**Required action:**
If a line in the data holds "bench", copy that line out in full.

**Entries supplied:**
-- Opening Marker --
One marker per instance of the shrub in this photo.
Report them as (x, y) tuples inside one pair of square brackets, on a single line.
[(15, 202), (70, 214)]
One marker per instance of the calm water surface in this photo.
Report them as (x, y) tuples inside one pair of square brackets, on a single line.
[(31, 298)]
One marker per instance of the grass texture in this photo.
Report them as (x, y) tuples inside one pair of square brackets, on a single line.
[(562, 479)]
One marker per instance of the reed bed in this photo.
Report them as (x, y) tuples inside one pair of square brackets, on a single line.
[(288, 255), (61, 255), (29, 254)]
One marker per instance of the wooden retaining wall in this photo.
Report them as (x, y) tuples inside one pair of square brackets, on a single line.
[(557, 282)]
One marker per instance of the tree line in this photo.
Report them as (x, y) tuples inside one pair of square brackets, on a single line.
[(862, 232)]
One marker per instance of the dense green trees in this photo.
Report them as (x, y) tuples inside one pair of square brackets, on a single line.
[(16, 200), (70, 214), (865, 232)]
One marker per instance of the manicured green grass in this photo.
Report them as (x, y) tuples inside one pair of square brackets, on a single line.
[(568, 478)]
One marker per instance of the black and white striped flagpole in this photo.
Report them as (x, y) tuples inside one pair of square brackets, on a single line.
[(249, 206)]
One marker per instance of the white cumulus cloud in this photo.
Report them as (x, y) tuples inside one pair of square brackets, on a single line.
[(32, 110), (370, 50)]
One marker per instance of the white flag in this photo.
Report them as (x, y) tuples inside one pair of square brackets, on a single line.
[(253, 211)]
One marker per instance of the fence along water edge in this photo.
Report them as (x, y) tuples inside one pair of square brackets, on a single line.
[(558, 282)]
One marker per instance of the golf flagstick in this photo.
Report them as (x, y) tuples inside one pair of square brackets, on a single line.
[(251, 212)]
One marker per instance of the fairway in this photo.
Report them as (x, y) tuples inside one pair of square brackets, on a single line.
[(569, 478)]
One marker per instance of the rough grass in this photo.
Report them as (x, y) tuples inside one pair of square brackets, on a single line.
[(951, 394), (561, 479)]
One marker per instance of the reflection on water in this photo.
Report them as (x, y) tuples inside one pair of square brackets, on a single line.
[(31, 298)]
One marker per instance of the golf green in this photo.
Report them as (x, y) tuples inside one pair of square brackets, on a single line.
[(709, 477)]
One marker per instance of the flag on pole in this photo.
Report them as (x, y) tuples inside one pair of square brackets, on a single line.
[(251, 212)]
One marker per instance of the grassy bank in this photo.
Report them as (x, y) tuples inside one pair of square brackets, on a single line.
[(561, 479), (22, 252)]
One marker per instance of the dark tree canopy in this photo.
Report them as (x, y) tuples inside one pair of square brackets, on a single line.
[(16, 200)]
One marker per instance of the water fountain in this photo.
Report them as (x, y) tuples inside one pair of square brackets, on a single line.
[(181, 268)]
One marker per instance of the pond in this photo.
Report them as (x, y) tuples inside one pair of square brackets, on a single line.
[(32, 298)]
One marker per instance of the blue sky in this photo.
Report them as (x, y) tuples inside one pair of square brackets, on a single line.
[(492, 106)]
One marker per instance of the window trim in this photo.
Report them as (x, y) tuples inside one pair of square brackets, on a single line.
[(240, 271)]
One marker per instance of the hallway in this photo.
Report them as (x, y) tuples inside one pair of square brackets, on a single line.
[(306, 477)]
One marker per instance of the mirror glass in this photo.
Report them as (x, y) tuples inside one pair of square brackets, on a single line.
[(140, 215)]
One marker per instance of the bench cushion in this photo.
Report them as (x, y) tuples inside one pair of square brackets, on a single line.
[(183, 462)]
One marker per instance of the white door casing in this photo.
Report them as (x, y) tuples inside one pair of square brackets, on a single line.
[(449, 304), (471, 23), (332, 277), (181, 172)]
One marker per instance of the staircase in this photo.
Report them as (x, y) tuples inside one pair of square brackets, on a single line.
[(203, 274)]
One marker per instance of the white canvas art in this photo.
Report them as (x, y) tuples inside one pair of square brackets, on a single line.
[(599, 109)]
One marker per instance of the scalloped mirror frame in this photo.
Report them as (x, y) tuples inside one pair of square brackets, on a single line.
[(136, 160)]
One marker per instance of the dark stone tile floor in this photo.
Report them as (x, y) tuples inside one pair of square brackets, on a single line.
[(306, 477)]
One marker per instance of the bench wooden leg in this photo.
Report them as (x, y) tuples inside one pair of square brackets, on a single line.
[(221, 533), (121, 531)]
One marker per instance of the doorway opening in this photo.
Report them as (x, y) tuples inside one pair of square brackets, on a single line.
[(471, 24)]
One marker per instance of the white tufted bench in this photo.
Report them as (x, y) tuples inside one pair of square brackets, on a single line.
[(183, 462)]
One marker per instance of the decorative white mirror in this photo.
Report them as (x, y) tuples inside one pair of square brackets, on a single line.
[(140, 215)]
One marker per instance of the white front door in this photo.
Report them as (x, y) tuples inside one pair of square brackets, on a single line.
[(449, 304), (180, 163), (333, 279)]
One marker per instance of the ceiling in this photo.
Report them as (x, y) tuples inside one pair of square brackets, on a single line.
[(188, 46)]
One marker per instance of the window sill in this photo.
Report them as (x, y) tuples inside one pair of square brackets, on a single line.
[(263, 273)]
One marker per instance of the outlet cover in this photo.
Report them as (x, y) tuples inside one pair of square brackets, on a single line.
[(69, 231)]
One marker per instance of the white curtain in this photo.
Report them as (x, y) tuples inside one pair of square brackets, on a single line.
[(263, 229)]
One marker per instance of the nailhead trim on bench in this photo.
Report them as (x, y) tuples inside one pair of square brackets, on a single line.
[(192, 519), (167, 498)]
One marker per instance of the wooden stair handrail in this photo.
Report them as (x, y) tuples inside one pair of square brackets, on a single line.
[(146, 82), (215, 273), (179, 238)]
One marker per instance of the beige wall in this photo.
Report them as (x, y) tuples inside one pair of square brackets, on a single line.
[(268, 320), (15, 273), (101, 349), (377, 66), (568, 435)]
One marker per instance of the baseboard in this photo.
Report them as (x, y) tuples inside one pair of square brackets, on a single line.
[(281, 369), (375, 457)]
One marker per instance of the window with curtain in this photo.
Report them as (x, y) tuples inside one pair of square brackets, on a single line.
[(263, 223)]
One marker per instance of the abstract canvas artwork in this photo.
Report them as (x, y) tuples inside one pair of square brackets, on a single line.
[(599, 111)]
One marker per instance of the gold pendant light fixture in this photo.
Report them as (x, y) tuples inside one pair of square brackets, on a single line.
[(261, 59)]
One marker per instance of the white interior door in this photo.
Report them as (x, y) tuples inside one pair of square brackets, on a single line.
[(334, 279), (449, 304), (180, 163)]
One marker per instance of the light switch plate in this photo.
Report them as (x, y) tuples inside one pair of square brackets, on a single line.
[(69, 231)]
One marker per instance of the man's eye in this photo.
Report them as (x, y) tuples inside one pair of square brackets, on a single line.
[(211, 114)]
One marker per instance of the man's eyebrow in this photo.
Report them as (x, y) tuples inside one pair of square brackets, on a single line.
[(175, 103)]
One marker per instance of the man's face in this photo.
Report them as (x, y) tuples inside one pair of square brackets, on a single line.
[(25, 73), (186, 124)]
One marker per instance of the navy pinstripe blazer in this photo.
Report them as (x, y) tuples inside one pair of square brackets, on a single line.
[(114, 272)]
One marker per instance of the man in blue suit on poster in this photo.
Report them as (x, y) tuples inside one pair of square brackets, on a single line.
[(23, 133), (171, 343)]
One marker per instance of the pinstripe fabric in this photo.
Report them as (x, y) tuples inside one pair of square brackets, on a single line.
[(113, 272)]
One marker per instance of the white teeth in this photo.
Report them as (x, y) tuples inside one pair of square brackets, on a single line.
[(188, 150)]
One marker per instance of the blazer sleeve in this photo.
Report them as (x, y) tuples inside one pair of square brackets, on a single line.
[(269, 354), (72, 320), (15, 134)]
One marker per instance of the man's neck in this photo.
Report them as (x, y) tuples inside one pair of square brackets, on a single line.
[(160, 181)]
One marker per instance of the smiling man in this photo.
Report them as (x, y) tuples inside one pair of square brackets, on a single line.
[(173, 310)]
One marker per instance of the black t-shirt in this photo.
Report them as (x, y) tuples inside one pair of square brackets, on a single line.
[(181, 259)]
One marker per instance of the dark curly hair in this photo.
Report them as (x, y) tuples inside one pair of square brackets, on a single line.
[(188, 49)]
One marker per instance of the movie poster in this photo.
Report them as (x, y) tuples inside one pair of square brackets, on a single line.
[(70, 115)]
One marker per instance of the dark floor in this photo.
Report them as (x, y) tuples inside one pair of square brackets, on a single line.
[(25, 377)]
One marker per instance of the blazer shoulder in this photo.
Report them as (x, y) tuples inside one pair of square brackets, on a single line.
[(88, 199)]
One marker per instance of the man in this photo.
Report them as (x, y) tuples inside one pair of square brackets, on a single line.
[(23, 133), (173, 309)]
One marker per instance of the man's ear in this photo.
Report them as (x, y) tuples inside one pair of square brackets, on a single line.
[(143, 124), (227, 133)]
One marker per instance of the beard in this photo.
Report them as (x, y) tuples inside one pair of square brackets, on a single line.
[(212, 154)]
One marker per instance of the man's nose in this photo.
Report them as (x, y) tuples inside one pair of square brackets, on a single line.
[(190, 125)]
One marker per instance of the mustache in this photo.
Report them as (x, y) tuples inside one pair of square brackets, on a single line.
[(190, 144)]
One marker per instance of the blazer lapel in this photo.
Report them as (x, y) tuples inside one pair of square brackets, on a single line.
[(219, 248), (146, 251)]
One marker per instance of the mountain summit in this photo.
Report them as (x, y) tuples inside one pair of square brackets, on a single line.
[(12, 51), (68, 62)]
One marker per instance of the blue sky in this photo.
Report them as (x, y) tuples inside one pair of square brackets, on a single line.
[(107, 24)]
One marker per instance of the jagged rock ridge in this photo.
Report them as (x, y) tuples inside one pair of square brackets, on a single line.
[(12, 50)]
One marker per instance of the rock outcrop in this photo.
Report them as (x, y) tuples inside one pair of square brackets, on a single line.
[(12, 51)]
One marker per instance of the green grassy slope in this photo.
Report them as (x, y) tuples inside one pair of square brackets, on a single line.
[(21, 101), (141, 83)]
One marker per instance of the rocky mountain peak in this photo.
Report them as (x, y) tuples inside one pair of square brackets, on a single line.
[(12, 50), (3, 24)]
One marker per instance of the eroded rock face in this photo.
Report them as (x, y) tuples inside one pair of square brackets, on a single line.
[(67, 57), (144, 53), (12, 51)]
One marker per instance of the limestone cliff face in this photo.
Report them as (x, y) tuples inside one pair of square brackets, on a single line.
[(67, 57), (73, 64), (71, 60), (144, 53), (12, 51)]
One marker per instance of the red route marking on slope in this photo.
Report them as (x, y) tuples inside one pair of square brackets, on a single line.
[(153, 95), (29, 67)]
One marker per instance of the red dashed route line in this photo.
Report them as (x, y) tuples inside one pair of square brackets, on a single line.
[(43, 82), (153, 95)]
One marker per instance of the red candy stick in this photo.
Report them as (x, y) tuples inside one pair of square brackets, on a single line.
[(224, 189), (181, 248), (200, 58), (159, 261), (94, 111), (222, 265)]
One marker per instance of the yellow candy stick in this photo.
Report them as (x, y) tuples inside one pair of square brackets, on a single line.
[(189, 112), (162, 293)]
-- Closing Marker --
**Finished task:**
One marker per instance of the bench cushion in this photo.
One marker per instance of the bench wooden leg in this photo.
One marker per instance of the white tufted bench in this photo.
One marker per instance of the nailhead trim on bench in this photo.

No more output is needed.